* **What is expected**:
Please give, exactly as they appear below, the line with "with serrated edge." and every line after it through the final one, and nothing else.

* **Data for processing**:
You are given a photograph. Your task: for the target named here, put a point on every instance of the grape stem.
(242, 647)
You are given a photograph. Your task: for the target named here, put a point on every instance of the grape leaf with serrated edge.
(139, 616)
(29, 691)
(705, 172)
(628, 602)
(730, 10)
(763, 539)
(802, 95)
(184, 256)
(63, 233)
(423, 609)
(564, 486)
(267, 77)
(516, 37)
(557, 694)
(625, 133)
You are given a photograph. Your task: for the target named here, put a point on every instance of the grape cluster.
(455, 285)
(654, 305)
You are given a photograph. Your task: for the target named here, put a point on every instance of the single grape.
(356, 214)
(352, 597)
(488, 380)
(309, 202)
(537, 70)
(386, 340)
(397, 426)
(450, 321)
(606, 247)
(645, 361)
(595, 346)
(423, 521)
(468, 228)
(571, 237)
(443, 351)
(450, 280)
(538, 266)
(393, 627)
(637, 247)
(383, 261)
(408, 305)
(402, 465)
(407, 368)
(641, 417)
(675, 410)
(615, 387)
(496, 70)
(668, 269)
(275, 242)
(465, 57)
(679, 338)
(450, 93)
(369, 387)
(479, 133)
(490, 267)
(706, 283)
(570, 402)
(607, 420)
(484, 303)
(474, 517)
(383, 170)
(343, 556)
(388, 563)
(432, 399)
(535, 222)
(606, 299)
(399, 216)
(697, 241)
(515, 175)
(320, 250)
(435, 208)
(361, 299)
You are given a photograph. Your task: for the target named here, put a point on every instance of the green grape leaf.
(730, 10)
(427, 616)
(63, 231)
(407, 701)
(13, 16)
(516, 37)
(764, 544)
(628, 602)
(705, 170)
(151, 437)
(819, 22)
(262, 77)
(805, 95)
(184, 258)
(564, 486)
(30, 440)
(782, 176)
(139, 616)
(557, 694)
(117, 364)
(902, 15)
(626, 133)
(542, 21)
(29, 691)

* **Answer space**:
You are given a photograph. Your task: for the target named here, put a point on every instance of the grape leaf with serrated edge.
(139, 616)
(29, 691)
(705, 172)
(628, 602)
(730, 10)
(763, 539)
(802, 95)
(184, 256)
(63, 233)
(423, 609)
(564, 486)
(267, 77)
(516, 37)
(557, 694)
(625, 133)
You are given a photograph. Your task: for the target named here, put a point on every instance of the grape cluster.
(455, 285)
(654, 305)
You are given a photograph. Your task: for the target named here, put a point on every instance of the single grape.
(356, 214)
(352, 597)
(488, 380)
(309, 202)
(537, 70)
(386, 340)
(397, 426)
(450, 321)
(606, 247)
(645, 361)
(595, 346)
(423, 521)
(468, 228)
(571, 237)
(443, 351)
(450, 280)
(538, 266)
(393, 627)
(637, 247)
(383, 261)
(408, 305)
(402, 465)
(407, 368)
(641, 417)
(675, 410)
(615, 387)
(496, 70)
(668, 269)
(275, 242)
(465, 57)
(679, 338)
(450, 93)
(369, 387)
(479, 133)
(490, 267)
(706, 283)
(570, 402)
(607, 420)
(484, 303)
(474, 517)
(383, 170)
(343, 556)
(388, 563)
(432, 399)
(535, 222)
(606, 299)
(399, 216)
(697, 241)
(515, 175)
(320, 250)
(435, 208)
(361, 299)
You are given a photograph. Your task: for the target named here, put a point on every instance of the green grape leaf.
(730, 10)
(427, 616)
(63, 231)
(407, 701)
(13, 16)
(516, 37)
(764, 544)
(628, 602)
(705, 170)
(151, 437)
(819, 22)
(262, 77)
(805, 95)
(184, 258)
(564, 486)
(30, 440)
(782, 176)
(139, 616)
(557, 694)
(117, 364)
(902, 15)
(626, 133)
(542, 21)
(29, 691)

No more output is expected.